[SELECTED EXCERPT]

Late afternoon and into the evening yesterday, the contours of a deal on the so-called fiscal cliff began to emerge in Washington. The details are fluid, as they say, but the meat of the bargain is this: about $1.2 trillion in new revenue, including from higher rates on income of $400,000 or perhaps $500,000, plus a temporary cease-fire on the debt ceiling, in exchange for a stingier formula for Social Security benefit increases (beginning in 2014) and other cuts amounting to slightly more than $1 trillion.
Things could change — and I’m getting a pessimistic vibe from the Hill about the chances that such a deal will actually be struck before year’s end. Reports I’ve seen suggesting a debt-ceiling for four years under the “McConnell mechanism” will no doubt induce howls of pain among Republicans.
But let’s assume something like this passes in early January.
Who will love it?
Virtually no one.
Who will hate it?

[/SELECTED EXCERPT]

WORK TO COMPLETE: Transcribe the portion of the fiscal cliff passage starting with "Late afternoon and" and going on through "will love it?", without altering a word. The items that follow have no connection to the fiscal cliff passage.

[INFORMATION GIVEN]

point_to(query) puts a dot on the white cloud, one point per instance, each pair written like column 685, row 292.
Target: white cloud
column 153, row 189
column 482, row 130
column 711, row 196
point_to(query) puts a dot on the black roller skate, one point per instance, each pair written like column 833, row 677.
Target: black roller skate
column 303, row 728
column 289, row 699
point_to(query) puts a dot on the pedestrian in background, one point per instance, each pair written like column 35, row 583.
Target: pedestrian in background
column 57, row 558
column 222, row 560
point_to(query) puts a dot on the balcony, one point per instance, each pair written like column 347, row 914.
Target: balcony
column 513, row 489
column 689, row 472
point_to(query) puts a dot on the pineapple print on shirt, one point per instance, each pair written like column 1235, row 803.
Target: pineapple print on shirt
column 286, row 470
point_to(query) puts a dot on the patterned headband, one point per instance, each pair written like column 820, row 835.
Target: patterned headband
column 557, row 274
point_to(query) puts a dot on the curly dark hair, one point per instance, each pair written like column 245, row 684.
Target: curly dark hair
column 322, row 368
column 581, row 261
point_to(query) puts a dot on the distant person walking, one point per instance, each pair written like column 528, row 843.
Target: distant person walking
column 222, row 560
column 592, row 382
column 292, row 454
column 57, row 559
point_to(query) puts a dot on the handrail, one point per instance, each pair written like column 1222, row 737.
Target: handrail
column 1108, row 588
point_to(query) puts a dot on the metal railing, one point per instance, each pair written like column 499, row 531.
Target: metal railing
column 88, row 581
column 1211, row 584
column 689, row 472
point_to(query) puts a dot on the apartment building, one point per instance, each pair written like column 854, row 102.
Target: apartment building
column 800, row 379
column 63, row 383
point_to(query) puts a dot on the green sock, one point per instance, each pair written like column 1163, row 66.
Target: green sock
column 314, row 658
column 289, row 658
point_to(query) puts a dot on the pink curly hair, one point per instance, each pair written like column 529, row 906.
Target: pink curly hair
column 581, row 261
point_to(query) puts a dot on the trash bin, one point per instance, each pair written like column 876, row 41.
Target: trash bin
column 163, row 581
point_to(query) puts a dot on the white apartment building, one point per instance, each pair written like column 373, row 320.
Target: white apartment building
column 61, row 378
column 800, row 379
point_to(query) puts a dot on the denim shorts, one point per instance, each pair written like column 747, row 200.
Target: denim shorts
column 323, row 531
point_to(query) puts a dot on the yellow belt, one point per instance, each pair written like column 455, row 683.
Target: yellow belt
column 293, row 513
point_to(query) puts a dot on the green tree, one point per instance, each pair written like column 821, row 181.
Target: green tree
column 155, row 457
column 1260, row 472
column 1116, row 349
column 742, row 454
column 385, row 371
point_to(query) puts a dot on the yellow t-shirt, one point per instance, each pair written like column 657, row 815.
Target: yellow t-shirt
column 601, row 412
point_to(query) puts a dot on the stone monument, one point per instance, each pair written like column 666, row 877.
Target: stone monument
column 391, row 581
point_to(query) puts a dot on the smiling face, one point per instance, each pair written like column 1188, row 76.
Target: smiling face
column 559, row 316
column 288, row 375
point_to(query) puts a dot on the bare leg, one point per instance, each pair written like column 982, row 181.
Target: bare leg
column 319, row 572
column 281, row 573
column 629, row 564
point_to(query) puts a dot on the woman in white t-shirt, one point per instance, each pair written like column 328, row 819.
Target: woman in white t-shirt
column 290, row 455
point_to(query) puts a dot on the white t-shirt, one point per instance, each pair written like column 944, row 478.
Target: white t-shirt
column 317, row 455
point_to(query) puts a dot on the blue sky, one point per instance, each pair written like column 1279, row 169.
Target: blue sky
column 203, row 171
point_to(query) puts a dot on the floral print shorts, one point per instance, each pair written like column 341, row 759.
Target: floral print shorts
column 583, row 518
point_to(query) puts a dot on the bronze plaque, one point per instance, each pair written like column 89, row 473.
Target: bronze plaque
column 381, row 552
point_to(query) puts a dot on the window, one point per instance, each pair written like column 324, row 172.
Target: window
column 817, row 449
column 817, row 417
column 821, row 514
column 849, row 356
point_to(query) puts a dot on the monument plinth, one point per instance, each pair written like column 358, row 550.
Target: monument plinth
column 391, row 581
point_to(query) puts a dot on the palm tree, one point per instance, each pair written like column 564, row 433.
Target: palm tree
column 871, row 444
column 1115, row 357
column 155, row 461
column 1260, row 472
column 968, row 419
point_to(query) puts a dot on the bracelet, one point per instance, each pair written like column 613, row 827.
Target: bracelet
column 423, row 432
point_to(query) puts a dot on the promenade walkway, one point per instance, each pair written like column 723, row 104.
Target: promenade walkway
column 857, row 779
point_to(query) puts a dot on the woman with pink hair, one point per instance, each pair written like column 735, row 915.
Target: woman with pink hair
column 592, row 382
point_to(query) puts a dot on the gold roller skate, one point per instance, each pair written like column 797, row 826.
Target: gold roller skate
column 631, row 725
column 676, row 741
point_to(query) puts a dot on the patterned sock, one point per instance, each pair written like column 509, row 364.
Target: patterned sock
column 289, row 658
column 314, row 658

[/INFORMATION GIVEN]

WORKED SOLUTION:
Late afternoon and into the evening yesterday, the contours of a deal on the so-called fiscal cliff began to emerge in Washington. The details are fluid, as they say, but the meat of the bargain is this: about $1.2 trillion in new revenue, including from higher rates on income of $400,000 or perhaps $500,000, plus a temporary cease-fire on the debt ceiling, in exchange for a stingier formula for Social Security benefit increases (beginning in 2014) and other cuts amounting to slightly more than $1 trillion.
Things could change — and I’m getting a pessimistic vibe from the Hill about the chances that such a deal will actually be struck before year’s end. Reports I’ve seen suggesting a debt-ceiling for four years under the “McConnell mechanism” will no doubt induce howls of pain among Republicans.
But let’s assume something like this passes in early January.
Who will love it?